= Source =
Omnihuman. ⁠Realistic Synthetic Human Data for Vision AI

Example Uses of Omnihuman

Train Robust Models for Human Safety

Our Synthetic Data Cloud easily simulates complex environments, e.g. airports, construction sites, manufacturing areas. The Omnihuman module feature enables precise control over human pose, motion, personal protective equipment, occlusions, gaze estimation, and gesture recognition data for worker tracking, hazard detection, and behavior analysis without exposing sensitive real-world data.

Build In-cabin Monitoring Systems

Omnihuman enables generation of highly realistic synthetic in-cabin monitoring data, simulating diverse occupants, behaviors, and scenarios across different vehicle types. This allows training of robust computer vision models for driver fatigue detection, passenger behavior analysis, and multi-camera systems—while ensuring privacy and minimizing the need for real-world data collection. Compliant with NCAP provisions.

Improve Security and Defense

Images simulated with Omnihuman deliver unique realism for security & defence AI training. The Platform generates custom human detection, crowd monitoring, and threat identification scenarios in diverse environments. Users can modify terrain, lighting, and behavior patterns to create comprehensive datasets for surveillance, rescue operations, and tracking systems while maintaining complete privacy protection.

Streamline Processes in Manufacturing

Omnihuman enables creation of functional, realistic datasets for human detection in manufacturing environments, supporting applications like safety monitoring, worker behavior analysis and access control. With advanced simulation features and control over sensor parameters, our Platform accelerates AI model development while reducing reliance on real-world data.

= Exercise objective =
Resume the Omnihuman page on synthetic human data after its last sentence, keeping its style.

= Raw records =
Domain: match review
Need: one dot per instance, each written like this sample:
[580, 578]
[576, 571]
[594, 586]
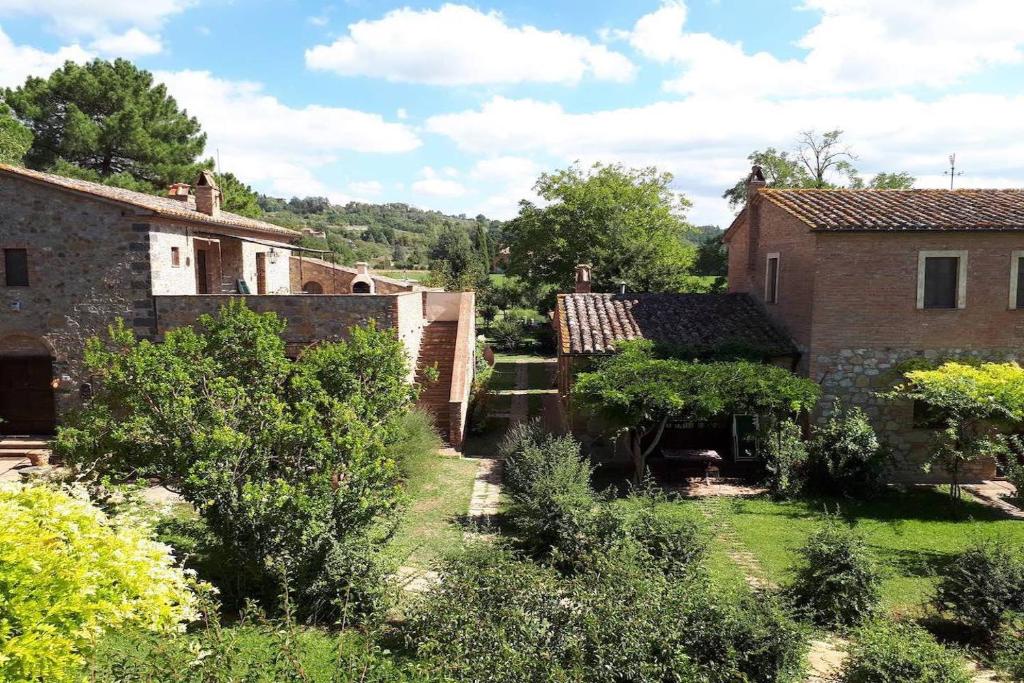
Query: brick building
[77, 255]
[863, 281]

= Answer to the exercise =
Design and Build new Solutions for Smart Homes

Accelerate smart home AI with perfect training data tailored to any environment. Omnihuman simulates realistic humans in diverse surroundings, enabling unlimited, privacy-safe computer vision datasets. Train IoT devices instantly for any lighting, layout, or user scenario—boosting performance, accuracy, and adaptability across real-world conditions.

Full Spectrum of Thoughtful Features

Head and face

The Omnihuman feature of our Synthetic Data Cloud enables comprehensive control over head poses (roll, pitch, yaw), emotions (Facial Action Coding System, FACS), eye movements, and facial expressions. Moreover, the synthetic characters have fully randomizable skin texture with pores, imperfections, and makeup, allowing for successful domain adaptation.

Body

Full body, limbs, and trunk modeling enable realistic gestures, actions, and poses, including walking, sitting, slouching, head rotation, eye opening/closing, and even falls. Additionally, our synthetic humans can interact with accessory objects (96 interactions) and display over 50 face expressions.

Modalities

Each scene designed and generated using Omnihuman supports a selection of modalities, from Vis to NIR to Radar to Lidar. Additionally, our Platform utilizes proprietary algorithms for light interactions with matter resulting in realistic simulation of light interactions with skin (subsurface scattering, multilayer rendering, light reflections from surfaces).

Diversity of looks

With Omnihuman, you can generate millions of synthetic individuals on our Synthetic Data Cloud, by mixing and matching 216 unique adult identities, 6 ethnicities, 5 eye colors, 5 age ranges, and 60 variations of hair. You can also randomize appearance aspects like aging, BMI, and height. Add to that accessories, such as headwear or jewellery and you get a true hornof plenty of identities.

Multiple behaviors

Omnihuman allows for adjusting human behavior to your ML training needs. You can choose from 30 emotions based on FACS (e.g., neutral, tired, goofy), interactions with 96 unique accessory elements across 24 sets. You can further fine-tune your selected behaviors with 52 action units for adults. All of that to generate humans that are as realistic and information rich as possible.

Realistic Activities

Synthetic human activities offered in Omnihuman are deeply rooted in the domain knowledge. This approach ensures that every scene and every render accurately represent real-life scenarios. For example, we know that drivers often smoke or use mobile phones when they drive and that is why we included them in Omnihuman. However, there are many more to choose from.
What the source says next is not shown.